From the entries below, gather each line containing the word "scooter".

** DATA RECORDS follows **

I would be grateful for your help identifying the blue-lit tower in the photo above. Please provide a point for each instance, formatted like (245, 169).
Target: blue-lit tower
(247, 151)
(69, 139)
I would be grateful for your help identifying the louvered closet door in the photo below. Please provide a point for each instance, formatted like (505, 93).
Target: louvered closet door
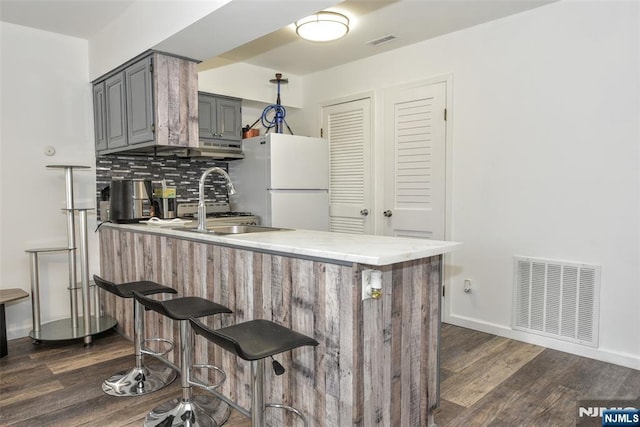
(348, 128)
(414, 183)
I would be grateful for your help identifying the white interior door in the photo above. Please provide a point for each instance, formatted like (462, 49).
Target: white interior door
(347, 126)
(415, 181)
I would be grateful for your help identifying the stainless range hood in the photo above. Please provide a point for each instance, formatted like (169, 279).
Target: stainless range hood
(214, 150)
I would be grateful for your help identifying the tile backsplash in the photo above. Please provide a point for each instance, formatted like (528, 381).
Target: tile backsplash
(183, 173)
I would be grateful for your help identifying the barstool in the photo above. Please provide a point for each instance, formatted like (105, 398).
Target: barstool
(254, 341)
(140, 379)
(191, 411)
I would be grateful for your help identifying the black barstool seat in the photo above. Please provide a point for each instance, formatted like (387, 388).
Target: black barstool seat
(254, 341)
(125, 290)
(140, 379)
(198, 411)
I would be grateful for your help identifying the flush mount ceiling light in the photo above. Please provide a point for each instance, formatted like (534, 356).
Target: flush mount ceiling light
(323, 26)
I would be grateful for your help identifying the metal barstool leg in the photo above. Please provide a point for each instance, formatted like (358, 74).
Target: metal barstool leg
(191, 411)
(257, 398)
(139, 380)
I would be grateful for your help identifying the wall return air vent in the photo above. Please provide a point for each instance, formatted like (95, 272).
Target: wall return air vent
(557, 299)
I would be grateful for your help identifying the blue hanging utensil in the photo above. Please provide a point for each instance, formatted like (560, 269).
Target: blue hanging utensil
(279, 112)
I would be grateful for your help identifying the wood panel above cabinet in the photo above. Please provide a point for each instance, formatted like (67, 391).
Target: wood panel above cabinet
(148, 104)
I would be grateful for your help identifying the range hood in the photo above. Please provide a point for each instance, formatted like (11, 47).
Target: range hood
(218, 150)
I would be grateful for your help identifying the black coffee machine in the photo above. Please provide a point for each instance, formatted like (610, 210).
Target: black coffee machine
(130, 200)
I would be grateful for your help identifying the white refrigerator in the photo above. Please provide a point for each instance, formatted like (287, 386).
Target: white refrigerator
(284, 179)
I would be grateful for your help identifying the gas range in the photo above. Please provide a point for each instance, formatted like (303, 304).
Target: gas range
(218, 213)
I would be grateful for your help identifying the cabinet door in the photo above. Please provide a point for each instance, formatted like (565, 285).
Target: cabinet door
(228, 118)
(206, 116)
(116, 112)
(99, 116)
(139, 102)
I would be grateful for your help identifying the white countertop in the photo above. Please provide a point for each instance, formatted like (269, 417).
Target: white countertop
(364, 249)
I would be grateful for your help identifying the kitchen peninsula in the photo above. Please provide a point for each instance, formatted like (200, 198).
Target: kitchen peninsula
(377, 362)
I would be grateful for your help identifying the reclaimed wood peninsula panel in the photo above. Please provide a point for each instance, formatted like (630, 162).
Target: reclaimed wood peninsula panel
(377, 362)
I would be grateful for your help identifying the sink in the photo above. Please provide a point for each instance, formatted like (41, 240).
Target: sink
(232, 229)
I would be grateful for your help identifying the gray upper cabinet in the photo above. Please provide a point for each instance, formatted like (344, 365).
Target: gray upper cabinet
(219, 117)
(140, 117)
(115, 118)
(99, 116)
(146, 105)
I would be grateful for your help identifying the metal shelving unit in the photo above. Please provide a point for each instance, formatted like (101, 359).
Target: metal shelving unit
(76, 326)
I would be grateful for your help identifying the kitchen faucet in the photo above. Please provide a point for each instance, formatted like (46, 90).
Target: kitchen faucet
(202, 209)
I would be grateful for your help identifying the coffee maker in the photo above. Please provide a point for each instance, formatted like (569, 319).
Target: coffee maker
(130, 200)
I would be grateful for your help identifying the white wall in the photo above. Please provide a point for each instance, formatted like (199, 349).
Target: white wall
(46, 100)
(546, 162)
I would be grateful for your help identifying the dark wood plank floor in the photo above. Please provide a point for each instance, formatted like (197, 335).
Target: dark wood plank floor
(486, 381)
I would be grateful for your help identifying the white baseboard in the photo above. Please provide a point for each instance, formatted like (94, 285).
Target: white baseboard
(622, 359)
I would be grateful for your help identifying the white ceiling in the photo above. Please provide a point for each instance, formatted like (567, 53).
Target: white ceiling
(410, 21)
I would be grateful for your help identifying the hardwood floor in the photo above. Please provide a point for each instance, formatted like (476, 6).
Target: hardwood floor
(485, 381)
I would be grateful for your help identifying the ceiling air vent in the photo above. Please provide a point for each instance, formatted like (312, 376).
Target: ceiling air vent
(382, 40)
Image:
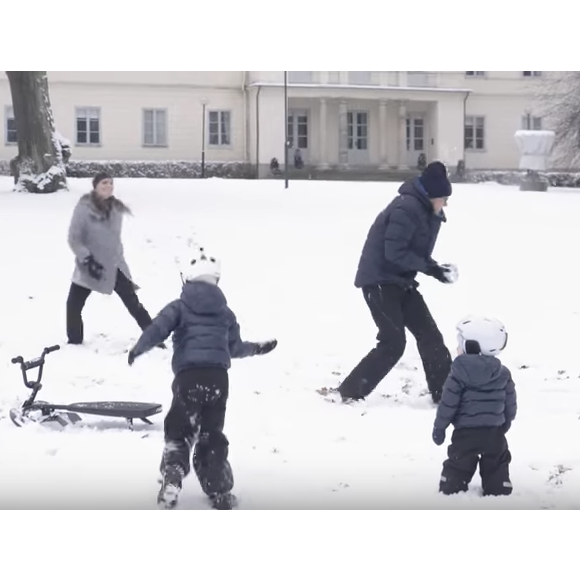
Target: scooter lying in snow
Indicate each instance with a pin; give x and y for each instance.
(41, 412)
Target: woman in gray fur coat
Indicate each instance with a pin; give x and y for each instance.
(95, 239)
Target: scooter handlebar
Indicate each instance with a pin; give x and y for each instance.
(19, 360)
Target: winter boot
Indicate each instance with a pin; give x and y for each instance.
(171, 487)
(225, 502)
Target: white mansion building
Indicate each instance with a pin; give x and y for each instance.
(384, 120)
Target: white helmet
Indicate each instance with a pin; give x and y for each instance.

** End of DATA RECORDS **

*YOUR RESPONSE*:
Target: scooter lying in snow
Target: scooter handlebar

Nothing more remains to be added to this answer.